[Text segment]:
- - -

Realist Pragmatism from IMF – most welcome. Respect has been shown to the Irish serfs – this is appreciated.

This Irish Administration has NO LEGITIMACY to sign anything of any substance whatsoever …. and the principle of moral reversability, I believe, is a Kantian construct. Ironic!

@ DE

ill be honest, i dont know. There definitely WILL be large and potentially disasterous contagion from cutting seniors off at the legs, especially with Spain and Portugal looking so weak right now. But so too will there be mass contagion from any eventual Ireland restructure, especially if the bailout plan is structured in such a way as too make it inevitable. I think right now no one knows how to fix this. A hearty dose of QE would do the trick, but the German politics wont allow it. At the very least, some long term workout vehicles/warehousing via ECB funding might go some way to easing the near-term pressure.

As Paul Hunt has suggested, we need some sort of EU/ECB restructuring mechanism that can sort all of this out for everyone at once, rather than the bit by bit destruction that we are seeing right now. But i have no idea how they can pull that off.

Also, seperately, does this guy live on another planet?

*WEBER: GOVTS MUST CONSOLIDATE BUDGETS, NOT WORRY ABOUT GROWTH

Paul de Grauwe makes some interesting points here:
http://www.ceps.eu/book/mechanism-self-destruction-eurozone

He draws some parallels with the old ERM. I would go further: MS Merkel, by enshrining sovereign default in the next Treaty, has reconsituted the ERM. Markets can now safely go after sovereign bonds whenvever there are competitiveness and/or fiscal questions in exactly the same way they used to repeatedly go after exchange rates in the old ERM.

- - -

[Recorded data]
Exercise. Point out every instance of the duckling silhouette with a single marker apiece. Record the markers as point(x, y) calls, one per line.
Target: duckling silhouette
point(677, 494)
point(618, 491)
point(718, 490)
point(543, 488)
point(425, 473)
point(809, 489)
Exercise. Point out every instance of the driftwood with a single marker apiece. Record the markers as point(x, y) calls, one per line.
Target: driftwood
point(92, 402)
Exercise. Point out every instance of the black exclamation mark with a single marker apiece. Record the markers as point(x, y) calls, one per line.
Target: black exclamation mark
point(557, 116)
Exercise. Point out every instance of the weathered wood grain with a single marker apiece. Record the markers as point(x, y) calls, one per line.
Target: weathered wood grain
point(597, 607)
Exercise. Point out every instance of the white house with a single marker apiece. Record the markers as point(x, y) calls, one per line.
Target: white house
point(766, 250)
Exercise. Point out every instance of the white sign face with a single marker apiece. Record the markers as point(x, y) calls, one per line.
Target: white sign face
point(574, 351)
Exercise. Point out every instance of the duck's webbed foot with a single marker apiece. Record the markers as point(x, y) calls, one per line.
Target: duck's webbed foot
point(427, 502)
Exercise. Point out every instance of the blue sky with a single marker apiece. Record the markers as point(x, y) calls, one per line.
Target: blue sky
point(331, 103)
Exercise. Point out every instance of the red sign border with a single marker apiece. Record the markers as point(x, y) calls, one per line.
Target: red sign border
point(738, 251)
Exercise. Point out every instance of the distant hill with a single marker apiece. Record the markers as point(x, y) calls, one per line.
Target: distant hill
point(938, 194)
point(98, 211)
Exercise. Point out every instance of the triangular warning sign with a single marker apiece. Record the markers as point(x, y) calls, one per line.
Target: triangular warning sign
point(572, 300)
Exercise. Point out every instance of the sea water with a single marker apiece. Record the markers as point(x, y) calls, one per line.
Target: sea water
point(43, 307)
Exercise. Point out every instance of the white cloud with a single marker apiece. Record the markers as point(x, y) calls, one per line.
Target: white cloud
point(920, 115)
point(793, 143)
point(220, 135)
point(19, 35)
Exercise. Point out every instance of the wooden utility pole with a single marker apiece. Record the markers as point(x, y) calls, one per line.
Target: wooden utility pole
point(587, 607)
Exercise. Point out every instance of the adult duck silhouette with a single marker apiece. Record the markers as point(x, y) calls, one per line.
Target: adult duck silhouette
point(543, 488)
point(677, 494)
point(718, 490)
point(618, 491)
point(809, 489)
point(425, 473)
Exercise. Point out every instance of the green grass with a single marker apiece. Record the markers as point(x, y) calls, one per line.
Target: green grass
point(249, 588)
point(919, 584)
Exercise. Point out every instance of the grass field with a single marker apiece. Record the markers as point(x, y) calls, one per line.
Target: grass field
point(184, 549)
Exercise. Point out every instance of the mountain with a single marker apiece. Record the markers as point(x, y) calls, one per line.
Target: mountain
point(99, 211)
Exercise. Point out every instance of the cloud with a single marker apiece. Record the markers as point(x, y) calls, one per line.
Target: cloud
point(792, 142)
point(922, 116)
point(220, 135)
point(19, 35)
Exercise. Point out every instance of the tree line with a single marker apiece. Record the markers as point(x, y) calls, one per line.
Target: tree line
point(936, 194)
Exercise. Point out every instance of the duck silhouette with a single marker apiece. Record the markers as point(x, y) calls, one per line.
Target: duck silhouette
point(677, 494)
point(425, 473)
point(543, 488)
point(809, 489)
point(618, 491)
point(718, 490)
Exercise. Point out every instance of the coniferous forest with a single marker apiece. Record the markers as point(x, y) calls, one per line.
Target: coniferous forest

- - -

[Jobs]:
**a)** Do these statements agree with the Irish bailout discussion? (i) A large dose of QE would solve the problem, but German politics won't allow it. (ii) The writer knows how to fix the crisis. (iii) Paul de Grauwe draws parallels with the old ERM. Answer yes or no for each, quoting the words of the discussion that decide it.
**b)** Could you extend the Irish bailout discussion, picking up after its final sentence?

[The results]:
**a)**
(i) Yes: "A hearty dose of QE would do the trick, but the German politics wont allow it."
(ii) No: "I think right now no one knows how to fix this."
(iii) Yes: "He draws some parallels with the old ERM."

**b)**
Looks like a unified bond market has got to be part of the solution

@Eoin,

I think Herr Weber wants everyone to minimise their exposure to the bond market – irrespective of the cost in terms of growth forgone. He must know some haircutting – co-ordinated or haphazarded – is on the way.

I believe the stark reality is that the world needs many more Lehmans. And it will probably be getting some before all that long, willy-nilly.

It looks like Mr Trichet is being outmaneuvered by Herr Weber. The signals coming out show that they are at loggerheads. No wonder the bond markets are volatile. Not an iota of positive news.

@eoin

“Also, seperately, does this guy live on another planet?

*WEBER: GOVTS MUST CONSOLIDATE BUDGETS, NOT WORRY ABOUT GROWTH”

Yes. Germany.

@Eoin

Perhaps now is the time for senior debt-holders to show that they are willing and able to participate. If they don’t come to the table, and their legs are cut off as you say, then they will suffer in the ensuing carnage. The vigilantes might feel the need to fight for what is right. Better to make an example of debt sharing here and now rather than killing them with kindness which leads to massive political problems and possibly worse default later. They should have a word with the Dublin Taxi Drivers about how getting your own way isn’t necessarily to your benefit if it isn’t sustainable.

It is important to distinguish between sovereign bond buyers and bank bond buyers. I don’t believe these are the same beasts. The sovereign bond buyers are, I believe, getting nervous about bank risk. The sovereigns are also as a result.

Imagine having to pay a 1-2% risk premium on every sovereign bond depending on the size of your banking system? Regardless of whether it went bust or not, how much would that cost over years?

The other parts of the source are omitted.